___ DATASET ___
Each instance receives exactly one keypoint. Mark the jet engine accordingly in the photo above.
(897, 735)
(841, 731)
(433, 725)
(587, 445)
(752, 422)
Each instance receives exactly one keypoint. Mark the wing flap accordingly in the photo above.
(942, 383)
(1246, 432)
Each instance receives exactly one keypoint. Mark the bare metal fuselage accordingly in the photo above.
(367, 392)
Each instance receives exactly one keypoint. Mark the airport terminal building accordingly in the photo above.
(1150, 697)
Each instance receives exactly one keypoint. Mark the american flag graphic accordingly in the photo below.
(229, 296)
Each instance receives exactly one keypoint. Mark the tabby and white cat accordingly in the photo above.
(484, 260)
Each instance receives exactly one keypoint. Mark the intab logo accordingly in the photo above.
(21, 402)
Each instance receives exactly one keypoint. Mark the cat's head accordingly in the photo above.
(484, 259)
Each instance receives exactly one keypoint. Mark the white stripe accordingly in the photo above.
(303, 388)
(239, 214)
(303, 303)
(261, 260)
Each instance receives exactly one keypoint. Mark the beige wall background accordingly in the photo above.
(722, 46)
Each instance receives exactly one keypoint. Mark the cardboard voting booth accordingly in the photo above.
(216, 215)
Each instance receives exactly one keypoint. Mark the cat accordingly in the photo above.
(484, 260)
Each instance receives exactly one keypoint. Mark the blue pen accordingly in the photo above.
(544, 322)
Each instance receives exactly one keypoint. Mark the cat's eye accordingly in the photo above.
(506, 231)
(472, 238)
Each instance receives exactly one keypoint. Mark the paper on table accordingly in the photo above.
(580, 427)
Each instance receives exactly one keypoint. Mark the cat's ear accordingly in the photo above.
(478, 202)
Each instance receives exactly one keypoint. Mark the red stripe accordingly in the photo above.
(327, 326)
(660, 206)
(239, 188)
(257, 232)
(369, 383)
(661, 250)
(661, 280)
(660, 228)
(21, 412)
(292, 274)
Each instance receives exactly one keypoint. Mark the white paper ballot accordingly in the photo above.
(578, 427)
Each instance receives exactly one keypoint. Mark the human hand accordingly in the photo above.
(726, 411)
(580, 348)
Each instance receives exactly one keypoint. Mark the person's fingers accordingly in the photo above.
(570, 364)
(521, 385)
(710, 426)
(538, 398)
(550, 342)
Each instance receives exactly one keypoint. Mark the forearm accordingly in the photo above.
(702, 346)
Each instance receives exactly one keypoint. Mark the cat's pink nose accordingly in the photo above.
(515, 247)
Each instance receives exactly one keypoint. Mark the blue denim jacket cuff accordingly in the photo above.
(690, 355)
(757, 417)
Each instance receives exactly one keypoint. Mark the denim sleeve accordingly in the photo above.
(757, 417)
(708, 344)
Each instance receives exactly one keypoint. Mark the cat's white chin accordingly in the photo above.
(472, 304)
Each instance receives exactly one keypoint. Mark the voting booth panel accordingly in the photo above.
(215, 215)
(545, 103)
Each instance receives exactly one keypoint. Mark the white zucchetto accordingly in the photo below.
___
**YOUR OBJECTIVE:** Write out every entry above verbatim, keeping each line unchanged and in its original order.

**SOLUTION TO THE EXERCISE:**
Each instance receives exactly one keypoint. Mark the jet engine accordingly in the photo above.
(897, 735)
(841, 731)
(433, 725)
(587, 445)
(752, 422)
Each instance receives exactly one keypoint. Mark the wing flap accordingly in the photo above.
(942, 383)
(1246, 432)
Each instance receives exactly one keypoint. Mark the bare metal fuselage accordingly in the photo above.
(367, 392)
Each instance receives exactly one keypoint. Mark the airport terminal building accordingly in the photo above.
(1150, 697)
Each instance receives exactly one keypoint. Mark the american flag graphic accordingly in the photo below.
(229, 296)
Each instance receives exactly one keypoint. Mark the tabby and white cat accordingly in the photo above.
(484, 260)
Each instance receives exactly one keypoint. Mark the intab logo accordingly in the photo above.
(21, 402)
Each instance receives exactly one keypoint. Mark the cat's head accordingly in the photo above.
(484, 259)
Each instance receives exactly one keypoint. Mark the white stripe accordingly in the photo above.
(303, 388)
(239, 214)
(303, 303)
(261, 260)
Each instance receives exactly one keypoint. Mark the beige wall background accordingly in the photo above.
(722, 46)
Each instance receives exactly one keypoint. Mark the cardboard voting booth accordingly in the photo above.
(216, 215)
Each instance receives exactly one keypoint. Mark the cat accordingly in the photo above.
(484, 260)
Each instance receives exactly one keypoint. Mark the blue pen accordingly in the photo above.
(544, 322)
Each instance receives exactly one keypoint. Mark the cat's eye accordingly in the photo above.
(506, 231)
(472, 238)
Each instance receives exactly one keypoint. Mark the paper on table accordingly in the photo above.
(580, 427)
Each instance receives exactly one keypoint. Mark the cat's ear accordingly in the photo above.
(478, 202)
Each instance receives exactly one keypoint. Mark the red stripe accordingly in the photo above.
(327, 326)
(660, 206)
(239, 188)
(257, 232)
(369, 383)
(661, 250)
(661, 280)
(660, 228)
(21, 412)
(292, 274)
Each instance receives exactly one keypoint. Mark the white paper ballot accordingly in the photo above.
(578, 427)
Each instance receives exactly one keypoint. Mark the human hand accordingly in the photo above.
(726, 411)
(580, 348)
Each instance receives exactly one keypoint. Mark the person's fingers accordingly in the photo above.
(570, 364)
(521, 385)
(710, 426)
(538, 398)
(550, 342)
Each instance receives exactly one keypoint. Mark the forearm accordingly in the photo above.
(702, 346)
Each instance receives exactly one keypoint. Mark the cat's pink nose accordingly in the photo above.
(515, 247)
Each instance receives exactly one keypoint. Mark the blue denim jacket cuff accordingly in the photo above.
(690, 355)
(757, 417)
Each instance receives exactly one keypoint. Mark the denim sleeve accordingly in the photo above.
(757, 417)
(708, 344)
Each instance receives exactly one keypoint. Mark the cat's white chin accordingly in the photo above.
(472, 304)
Each instance receives exactly one keypoint. Mark the voting booth panel accordingly in the photo above.
(215, 215)
(545, 103)
Each instance receives exactly one keypoint. Mark the white zucchetto accordingly in the photo below.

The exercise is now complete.